### Work to be completed:
Each line from the one holding "Each instance receives one keypoint. Mark the grass" to the end of the data below must be output verbatim, with no other lines.

### Data for review:
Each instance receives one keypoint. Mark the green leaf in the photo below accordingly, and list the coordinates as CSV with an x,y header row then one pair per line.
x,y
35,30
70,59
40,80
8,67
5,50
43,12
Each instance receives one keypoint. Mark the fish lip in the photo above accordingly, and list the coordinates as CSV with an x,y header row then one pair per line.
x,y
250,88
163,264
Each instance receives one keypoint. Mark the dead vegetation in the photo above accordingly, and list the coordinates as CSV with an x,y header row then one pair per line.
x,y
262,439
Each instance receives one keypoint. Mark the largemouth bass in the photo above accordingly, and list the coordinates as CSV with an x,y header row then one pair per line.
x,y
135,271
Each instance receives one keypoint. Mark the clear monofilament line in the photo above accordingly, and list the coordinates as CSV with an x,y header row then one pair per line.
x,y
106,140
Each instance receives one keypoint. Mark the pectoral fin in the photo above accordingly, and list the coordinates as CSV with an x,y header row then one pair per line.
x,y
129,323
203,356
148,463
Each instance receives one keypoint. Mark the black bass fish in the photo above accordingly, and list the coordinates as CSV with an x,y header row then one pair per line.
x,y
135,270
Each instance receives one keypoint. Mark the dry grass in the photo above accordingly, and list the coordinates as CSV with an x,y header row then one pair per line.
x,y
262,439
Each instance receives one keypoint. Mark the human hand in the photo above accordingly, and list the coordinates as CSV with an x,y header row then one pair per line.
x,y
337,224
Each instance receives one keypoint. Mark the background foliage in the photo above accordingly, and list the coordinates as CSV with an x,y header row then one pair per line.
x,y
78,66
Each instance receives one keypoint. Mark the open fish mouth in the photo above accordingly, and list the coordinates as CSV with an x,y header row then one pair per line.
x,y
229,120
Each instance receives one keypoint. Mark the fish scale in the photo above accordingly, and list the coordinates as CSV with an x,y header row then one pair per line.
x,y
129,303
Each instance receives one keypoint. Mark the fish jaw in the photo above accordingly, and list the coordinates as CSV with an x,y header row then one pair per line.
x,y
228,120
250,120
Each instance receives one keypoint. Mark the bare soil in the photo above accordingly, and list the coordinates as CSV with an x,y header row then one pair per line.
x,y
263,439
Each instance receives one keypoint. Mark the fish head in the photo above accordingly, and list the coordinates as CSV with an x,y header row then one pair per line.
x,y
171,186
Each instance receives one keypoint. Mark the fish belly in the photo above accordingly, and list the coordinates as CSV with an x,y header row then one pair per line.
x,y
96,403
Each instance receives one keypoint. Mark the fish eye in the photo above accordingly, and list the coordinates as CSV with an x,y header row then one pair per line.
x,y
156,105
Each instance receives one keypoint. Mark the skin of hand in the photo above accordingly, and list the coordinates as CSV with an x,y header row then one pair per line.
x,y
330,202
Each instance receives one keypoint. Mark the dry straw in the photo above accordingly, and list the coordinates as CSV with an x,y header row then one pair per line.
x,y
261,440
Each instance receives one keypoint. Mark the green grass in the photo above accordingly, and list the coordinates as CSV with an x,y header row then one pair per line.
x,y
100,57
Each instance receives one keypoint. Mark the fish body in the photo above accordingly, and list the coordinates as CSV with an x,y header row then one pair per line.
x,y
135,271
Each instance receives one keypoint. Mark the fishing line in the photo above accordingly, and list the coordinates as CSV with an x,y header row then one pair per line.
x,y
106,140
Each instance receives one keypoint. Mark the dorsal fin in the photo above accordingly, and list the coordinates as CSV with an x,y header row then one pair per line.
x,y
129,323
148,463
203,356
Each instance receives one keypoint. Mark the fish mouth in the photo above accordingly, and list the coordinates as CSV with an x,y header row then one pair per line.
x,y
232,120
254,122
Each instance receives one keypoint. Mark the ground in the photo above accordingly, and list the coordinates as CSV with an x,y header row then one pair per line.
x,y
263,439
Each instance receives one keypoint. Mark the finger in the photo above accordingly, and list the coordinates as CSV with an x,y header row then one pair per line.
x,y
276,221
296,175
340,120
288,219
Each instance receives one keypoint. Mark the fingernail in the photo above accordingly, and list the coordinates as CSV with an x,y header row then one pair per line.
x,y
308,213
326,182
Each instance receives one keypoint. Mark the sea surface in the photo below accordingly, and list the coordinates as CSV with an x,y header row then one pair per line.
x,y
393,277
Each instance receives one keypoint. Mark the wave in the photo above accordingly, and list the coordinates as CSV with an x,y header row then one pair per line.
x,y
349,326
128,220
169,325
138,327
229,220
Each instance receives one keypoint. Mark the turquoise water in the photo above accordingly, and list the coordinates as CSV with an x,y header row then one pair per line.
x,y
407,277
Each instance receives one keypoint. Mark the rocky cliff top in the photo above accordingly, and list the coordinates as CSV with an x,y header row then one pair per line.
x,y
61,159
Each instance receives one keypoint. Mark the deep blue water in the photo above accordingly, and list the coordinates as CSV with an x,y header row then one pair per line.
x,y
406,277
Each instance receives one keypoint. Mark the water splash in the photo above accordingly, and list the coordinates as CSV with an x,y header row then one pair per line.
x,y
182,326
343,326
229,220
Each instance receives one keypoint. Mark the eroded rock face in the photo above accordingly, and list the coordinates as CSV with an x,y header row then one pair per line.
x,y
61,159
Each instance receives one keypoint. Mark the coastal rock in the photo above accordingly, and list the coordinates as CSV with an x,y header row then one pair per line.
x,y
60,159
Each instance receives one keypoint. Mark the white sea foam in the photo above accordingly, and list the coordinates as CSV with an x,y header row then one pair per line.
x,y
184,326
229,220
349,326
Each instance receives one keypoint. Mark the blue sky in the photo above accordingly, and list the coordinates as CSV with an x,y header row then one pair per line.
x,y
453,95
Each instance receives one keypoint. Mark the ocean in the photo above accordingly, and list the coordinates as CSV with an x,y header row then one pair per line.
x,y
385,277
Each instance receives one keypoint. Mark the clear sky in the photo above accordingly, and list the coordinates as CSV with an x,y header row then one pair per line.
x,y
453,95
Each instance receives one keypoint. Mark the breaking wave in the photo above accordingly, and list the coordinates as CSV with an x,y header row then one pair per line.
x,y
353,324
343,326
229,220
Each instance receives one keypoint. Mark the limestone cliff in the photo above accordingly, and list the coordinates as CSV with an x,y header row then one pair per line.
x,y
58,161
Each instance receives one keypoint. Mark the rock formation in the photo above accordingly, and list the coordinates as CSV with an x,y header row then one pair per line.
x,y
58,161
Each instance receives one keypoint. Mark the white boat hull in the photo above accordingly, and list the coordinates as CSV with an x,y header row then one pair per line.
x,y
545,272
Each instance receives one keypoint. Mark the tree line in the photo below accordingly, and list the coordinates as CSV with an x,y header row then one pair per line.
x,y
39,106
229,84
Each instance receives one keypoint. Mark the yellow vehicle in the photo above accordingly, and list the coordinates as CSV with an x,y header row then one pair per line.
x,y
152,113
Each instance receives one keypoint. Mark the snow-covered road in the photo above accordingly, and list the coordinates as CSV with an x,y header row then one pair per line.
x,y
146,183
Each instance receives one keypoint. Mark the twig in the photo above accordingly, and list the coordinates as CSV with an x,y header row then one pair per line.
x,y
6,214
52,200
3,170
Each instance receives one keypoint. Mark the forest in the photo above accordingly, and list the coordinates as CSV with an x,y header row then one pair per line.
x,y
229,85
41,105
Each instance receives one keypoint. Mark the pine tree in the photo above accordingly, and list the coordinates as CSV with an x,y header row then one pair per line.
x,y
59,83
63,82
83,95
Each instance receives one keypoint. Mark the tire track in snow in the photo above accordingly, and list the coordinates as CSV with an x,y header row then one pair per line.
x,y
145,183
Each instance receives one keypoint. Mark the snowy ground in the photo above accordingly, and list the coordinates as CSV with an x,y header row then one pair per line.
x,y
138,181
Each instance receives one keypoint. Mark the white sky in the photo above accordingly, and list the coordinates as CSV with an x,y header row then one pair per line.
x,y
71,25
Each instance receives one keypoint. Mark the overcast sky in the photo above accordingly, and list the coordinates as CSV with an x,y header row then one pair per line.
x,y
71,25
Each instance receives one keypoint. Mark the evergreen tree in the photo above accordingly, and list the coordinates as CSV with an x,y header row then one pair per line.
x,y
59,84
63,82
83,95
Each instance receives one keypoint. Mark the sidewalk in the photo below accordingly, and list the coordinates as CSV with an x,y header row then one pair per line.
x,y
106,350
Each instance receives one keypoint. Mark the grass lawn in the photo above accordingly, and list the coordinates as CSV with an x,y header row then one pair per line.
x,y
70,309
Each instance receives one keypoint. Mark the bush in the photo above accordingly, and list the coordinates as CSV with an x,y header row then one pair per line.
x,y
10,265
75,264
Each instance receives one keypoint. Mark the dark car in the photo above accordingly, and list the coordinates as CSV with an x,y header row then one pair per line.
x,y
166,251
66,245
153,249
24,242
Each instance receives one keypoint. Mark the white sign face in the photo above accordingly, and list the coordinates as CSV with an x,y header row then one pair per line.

### Response area:
Each instance receives one keypoint. Mark the grass lawn in the photo above accordingly, and list the coordinates as CSV with an x,y header row then one pair per line.
x,y
70,309
Each instance receives one keypoint. Mark the bush in the photo above accordingly, and list the coordinates as CSV with an x,y header row then one pair per line.
x,y
10,265
75,264
Each instance receives one keypoint. Mark the dark car in the photo above accordingly, and list the coordinates as CSV with an x,y header row then one pair per line.
x,y
166,251
66,245
153,249
24,242
Each instance receives one keypoint. Mark the white sign face in the photo above accordingly, and list the coordinates as CSV with an x,y header row then one pair per line.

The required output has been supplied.